**Prompt**
Your reply must contain the full listing below, reproduced exactly, but no pictures.

**Recorded data**

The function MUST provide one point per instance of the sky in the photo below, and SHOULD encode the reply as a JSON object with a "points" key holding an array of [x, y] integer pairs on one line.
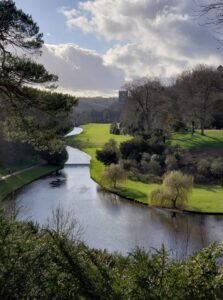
{"points": [[96, 46]]}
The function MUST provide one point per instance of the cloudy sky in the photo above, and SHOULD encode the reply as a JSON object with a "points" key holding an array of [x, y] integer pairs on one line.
{"points": [[97, 45]]}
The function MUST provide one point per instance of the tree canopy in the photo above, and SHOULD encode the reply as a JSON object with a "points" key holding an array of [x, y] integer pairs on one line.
{"points": [[28, 114]]}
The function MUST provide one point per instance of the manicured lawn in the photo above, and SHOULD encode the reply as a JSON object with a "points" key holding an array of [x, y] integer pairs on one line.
{"points": [[203, 198], [15, 182], [213, 139]]}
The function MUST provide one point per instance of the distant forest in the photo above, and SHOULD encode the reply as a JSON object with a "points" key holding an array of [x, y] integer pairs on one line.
{"points": [[97, 110]]}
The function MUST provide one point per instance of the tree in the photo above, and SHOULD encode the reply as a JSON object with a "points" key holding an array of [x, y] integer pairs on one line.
{"points": [[109, 153], [175, 189], [214, 10], [29, 115], [197, 92], [114, 174], [217, 168], [144, 105]]}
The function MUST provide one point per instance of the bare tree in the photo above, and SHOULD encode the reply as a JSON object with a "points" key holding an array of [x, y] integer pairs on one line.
{"points": [[114, 174], [214, 11], [198, 89], [143, 106]]}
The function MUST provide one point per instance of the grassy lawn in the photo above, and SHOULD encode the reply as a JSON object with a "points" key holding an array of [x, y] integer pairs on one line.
{"points": [[15, 182], [203, 198], [213, 140]]}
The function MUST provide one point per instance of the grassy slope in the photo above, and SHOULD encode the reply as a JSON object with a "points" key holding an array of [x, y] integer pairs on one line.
{"points": [[15, 182], [213, 140], [203, 199]]}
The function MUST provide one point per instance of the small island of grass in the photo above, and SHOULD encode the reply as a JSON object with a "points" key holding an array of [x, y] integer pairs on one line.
{"points": [[203, 199]]}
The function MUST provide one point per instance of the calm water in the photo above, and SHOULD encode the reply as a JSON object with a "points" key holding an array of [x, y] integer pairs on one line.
{"points": [[114, 223]]}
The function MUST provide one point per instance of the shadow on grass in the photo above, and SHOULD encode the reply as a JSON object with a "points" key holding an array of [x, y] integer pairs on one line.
{"points": [[79, 144], [209, 188]]}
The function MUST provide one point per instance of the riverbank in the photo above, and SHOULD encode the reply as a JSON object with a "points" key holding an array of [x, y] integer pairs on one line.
{"points": [[204, 199], [14, 182]]}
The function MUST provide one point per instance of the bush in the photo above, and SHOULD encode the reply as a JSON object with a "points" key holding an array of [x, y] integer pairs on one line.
{"points": [[113, 175], [217, 168], [175, 189], [154, 168], [171, 163], [133, 149], [109, 154], [114, 129], [128, 164]]}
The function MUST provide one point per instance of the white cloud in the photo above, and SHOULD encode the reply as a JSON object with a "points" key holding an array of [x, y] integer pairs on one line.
{"points": [[81, 71], [157, 38]]}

**Answer for this exercise**
The function MUST provide one point per instance of the sky in the photo below, and SHOULD encode the reply as a JSON object with a "points" key holding an array of [x, y] integer pairs on one line.
{"points": [[96, 46]]}
The function MUST provide one point per instance of the cloudy sky in the photo above, and SHOULD encode the reply as a JSON object with a "points" key holding an array of [x, y] integer pairs on one line.
{"points": [[97, 45]]}
The function MUST provide one point per instance of the tree canopy in the photo above, and SHOULD encode the reply as a JSON object with a "points" key holding an array of [x, y] integer pairs on one line.
{"points": [[28, 114]]}
The function MUST provide one point per instance of the manicured lawn in the photo above, and SHOULD encode the reply as a JSON object with a "points" key holding an array of [x, y] integer pairs on one line.
{"points": [[203, 198], [15, 182], [213, 139]]}
The function MUST provide one point per instance of the distant forest in the photo above, and SHOULD encode the reply as a JSON object with a "points" key holding an array of [x, y] integer pairs on one line.
{"points": [[97, 110]]}
The function MUST provide one point per instance of the tree in the photo above, and SHOULD encode the reply as a JSON object with a "points" key holding an array of [x, y] integer pairs on one line.
{"points": [[109, 153], [175, 189], [214, 10], [29, 115], [197, 92], [114, 174], [217, 168], [144, 105]]}
The function MUST provide one point per instance of the bare tree in the photo above, and SHOULD encode the reply as a JSON object with a "points" key holding an array of [x, y] integer pairs on one line.
{"points": [[114, 174], [214, 11], [198, 89], [143, 106]]}
The function MUST provide one point per instance of the grassy lawn in the photo above, and SHOULD encode the reply as a JSON object with a "points" key holding an array of [x, y] integer pairs on one line.
{"points": [[15, 182], [203, 198], [213, 140]]}
The function MUST provide one point per instance of the grassy slope in the photo above, and SHOULD encode the reply as a JSON object with a "points" key holding an array of [x, y] integer pairs on one line.
{"points": [[15, 182], [213, 140], [203, 199]]}
The function MUST provide one point per instance of the small island of grass in the photo above, and SHOULD encode the reply as a JSON object with a "points" key holding an array of [x, y] integer pairs on one line.
{"points": [[203, 199]]}
The function MUST provide one point per instance of the calm water in the photo above, and SHOULD encode the reply as a JSON object with a "points" key holding an array of [x, y] integer pairs on one line.
{"points": [[114, 223]]}
The function MUST provide one point per instance of the shadow on grass in the photo above, and SHOULD encode the reply as a JSON object with a "points" key holding an array of [x, y] integer pairs on one line.
{"points": [[79, 144], [209, 188]]}
The function MUST provide one point per instance of the riverbank in the photo above, and SHOULD encode the reply as a JSON object with a "points" key holding an array of [x, y] integer pairs on one line.
{"points": [[204, 199], [14, 182]]}
The function MUST provide one point per instance of the bush in the photo above, and SHOULD encode the reply as a JSON object with a "points" key holding an array of [x, y] integer pairs on one line.
{"points": [[113, 175], [217, 168], [175, 189], [154, 168], [171, 163], [133, 149], [109, 154], [114, 129], [128, 164]]}
The function MUST provide one point per instance of the white cloud in the photo above, and SHOULD encode the reply as a JSON object with a "points" key holding an array of [x, y] integer pairs on one line.
{"points": [[81, 71], [157, 38]]}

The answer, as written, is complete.